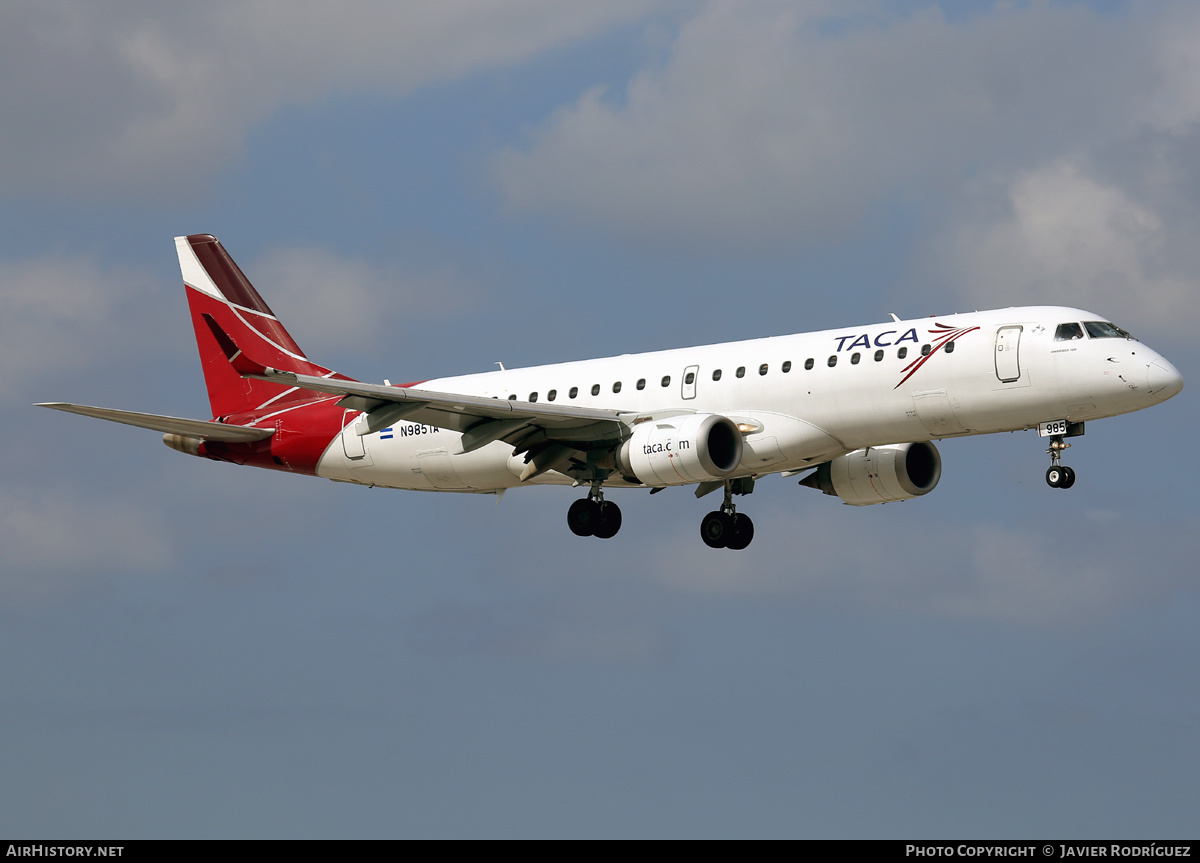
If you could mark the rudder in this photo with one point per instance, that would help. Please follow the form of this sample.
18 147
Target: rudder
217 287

^^^^

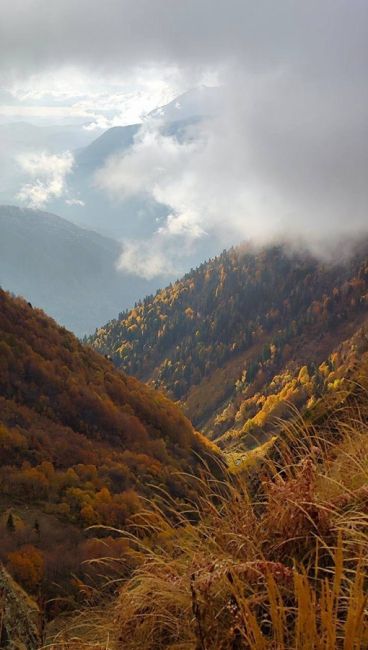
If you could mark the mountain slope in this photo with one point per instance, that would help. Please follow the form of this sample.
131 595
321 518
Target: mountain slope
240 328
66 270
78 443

^^^^

Of the lines in the listing above, count those containing the word "that", and state the count alone.

2